Problem description: Send back all of the data, word for word.

Referring expression pointing data:
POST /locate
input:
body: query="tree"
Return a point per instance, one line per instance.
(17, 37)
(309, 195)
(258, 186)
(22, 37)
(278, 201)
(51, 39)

Output of the task:
POST /locate
input:
body: query="tree"
Return a point per instance, one line per instance.
(17, 37)
(309, 195)
(258, 186)
(22, 37)
(278, 201)
(51, 39)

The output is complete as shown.